### Problem to work on
Produce the same data once more, line for line.

(Saved data entries)

[Start of Attachment]

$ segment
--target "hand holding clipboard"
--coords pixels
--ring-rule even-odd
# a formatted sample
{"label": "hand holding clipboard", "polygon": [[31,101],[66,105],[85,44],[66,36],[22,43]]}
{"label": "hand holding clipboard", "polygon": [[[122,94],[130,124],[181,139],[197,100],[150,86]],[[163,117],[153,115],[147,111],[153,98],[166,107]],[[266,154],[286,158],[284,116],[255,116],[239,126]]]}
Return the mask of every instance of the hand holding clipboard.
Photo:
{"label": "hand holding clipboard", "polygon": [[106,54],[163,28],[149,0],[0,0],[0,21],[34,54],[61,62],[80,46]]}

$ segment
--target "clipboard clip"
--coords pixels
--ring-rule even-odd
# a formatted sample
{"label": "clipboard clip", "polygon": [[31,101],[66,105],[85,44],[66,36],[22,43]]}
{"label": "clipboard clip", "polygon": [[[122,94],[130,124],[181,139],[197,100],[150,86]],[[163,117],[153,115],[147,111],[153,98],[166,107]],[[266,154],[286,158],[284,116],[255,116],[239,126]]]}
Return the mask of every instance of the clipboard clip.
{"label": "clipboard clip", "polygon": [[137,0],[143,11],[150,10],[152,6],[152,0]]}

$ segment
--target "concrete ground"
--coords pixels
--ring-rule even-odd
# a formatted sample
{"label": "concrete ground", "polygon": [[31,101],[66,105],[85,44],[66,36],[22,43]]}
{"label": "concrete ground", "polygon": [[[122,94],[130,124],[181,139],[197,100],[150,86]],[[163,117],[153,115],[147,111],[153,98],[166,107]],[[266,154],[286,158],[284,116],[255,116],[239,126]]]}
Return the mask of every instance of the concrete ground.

[End of Attachment]

### Finished task
$ segment
--target "hand holding clipboard"
--coords pixels
--ring-rule even-odd
# a formatted sample
{"label": "hand holding clipboard", "polygon": [[31,101],[66,105],[85,44],[66,36],[22,43]]}
{"label": "hand holding clipboard", "polygon": [[[122,94],[130,124],[181,139],[197,100],[150,86]],[[163,117],[153,115],[147,111],[153,98],[166,107]],[[266,154],[286,158],[284,116],[255,116],[239,126]]]}
Return the mask of every instance of the hand holding clipboard.
Photo:
{"label": "hand holding clipboard", "polygon": [[106,54],[163,28],[149,0],[0,0],[0,21],[34,54],[61,62],[80,46]]}

$ segment
--target "clipboard clip"
--coords pixels
--ring-rule even-odd
# a formatted sample
{"label": "clipboard clip", "polygon": [[31,101],[66,105],[85,44],[66,36],[22,43]]}
{"label": "clipboard clip", "polygon": [[[122,94],[130,124],[181,139],[197,100],[150,86]],[[163,117],[153,115],[147,111],[153,98],[166,107]],[[266,154],[286,158],[284,116],[255,116],[239,126]]]}
Return the mask of every instance of the clipboard clip.
{"label": "clipboard clip", "polygon": [[137,0],[143,11],[150,10],[152,6],[152,0]]}

$ segment
--target "concrete ground"
--coords pixels
--ring-rule even-odd
# a formatted sample
{"label": "concrete ground", "polygon": [[31,101],[66,105],[85,44],[66,36],[22,43]]}
{"label": "concrete ground", "polygon": [[[122,94],[130,124],[181,139],[197,100],[150,86]],[[163,117],[153,115],[147,111],[153,98],[166,107]],[[266,154],[286,158],[284,116],[255,116],[239,126]]]}
Return the mask of every instance of the concrete ground.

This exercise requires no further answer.